_SOURCE EXCERPT_
= = =
Liza Enebeis is Partner and Creative Director at Studio Dumbar/DEPT®. 

Studio Dumbar/DEPT® is an award-winning international agency with a Dutch heritage, specialising in visual branding and motion. Liza is directly involved with all main projects such as the visual identity for Amsterdam Sinfonietta, D&AD Creativity festival, brand refresh of the van Gogh Museum and co-initiator of DEMO - Design in Motion Festival. She is an MA Design graduate from the Royal College of Art, London. Before joining Studio Dumbar she worked for Pentagram London for several years. In 2004 Liza co-founded and co-hosts the podcast station Typeradio.org. Typeradio has an archive of more than 500 interviews for download of established and upcoming designers from all around the world. As of 2018 she has been elected member to the prestigious design association AGI, Alliance Graphique Internationale. In 2020 she was appointed as co-chair of the ADCN—the Advertising and Design Club of Creativity in the Netherlands. And since 2021 is part of the D&AD Board of trustees—the Design and Advertising Association in the UK. 

William Camargo is a photo-based artist and educator born and raised in Anaheim, California. He is currently the Chair of the Heritage and Culture commission in Anaheim and a lecturer in photography at the University of California San Diego. He attained his M.F.A from Claremont Graduate University, a BFA from Cal State Fullerton, and an AA at Fullerton Community College. William is the founder and curator of Latinx Diaspora Archives, an archive Instagram page that elevates communities of color through family photos.
= = =
_INFORMATION SHOWN_
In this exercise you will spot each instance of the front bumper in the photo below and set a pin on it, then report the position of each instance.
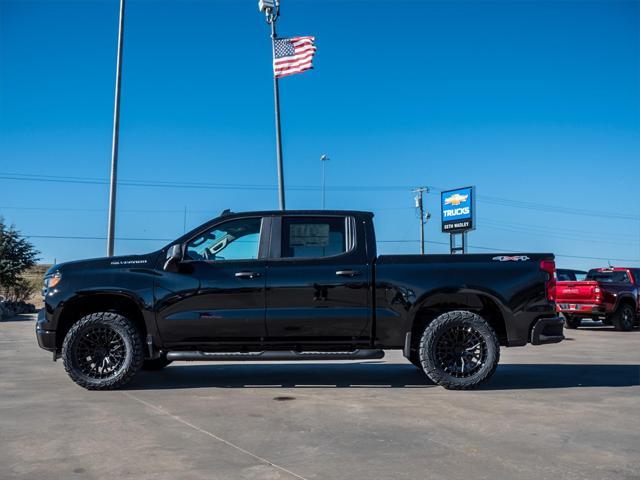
= = =
_AIM 1_
Retype the bios from "William Camargo is" up to and including "through family photos.".
_AIM 2_
Based on the bios, does each statement agree with the text? (a) Liza Enebeis worked for Pentagram London before joining Studio Dumbar. (b) William Camargo earned his M.F.A. from Cal State Fullerton. (c) Liza Enebeis was elected a member of AGI in 2020.

_WORKED ANSWER 1_
William Camargo is a photo-based artist and educator born and raised in Anaheim, California. He is currently the Chair of the Heritage and Culture commission in Anaheim and a lecturer in photography at the University of California San Diego. He attained his M.F.A from Claremont Graduate University, a BFA from Cal State Fullerton, and an AA at Fullerton Community College. William is the founder and curator of Latinx Diaspora Archives, an archive Instagram page that elevates communities of color through family photos.

_WORKED ANSWER 2_
(a) Yes: "Before joining Studio Dumbar she worked for Pentagram London for several years."
(b) No: "He attained his M.F.A from Claremont Graduate University, a BFA from Cal State Fullerton"
(c) No: "As of 2018 she has been elected member to the prestigious design association AGI"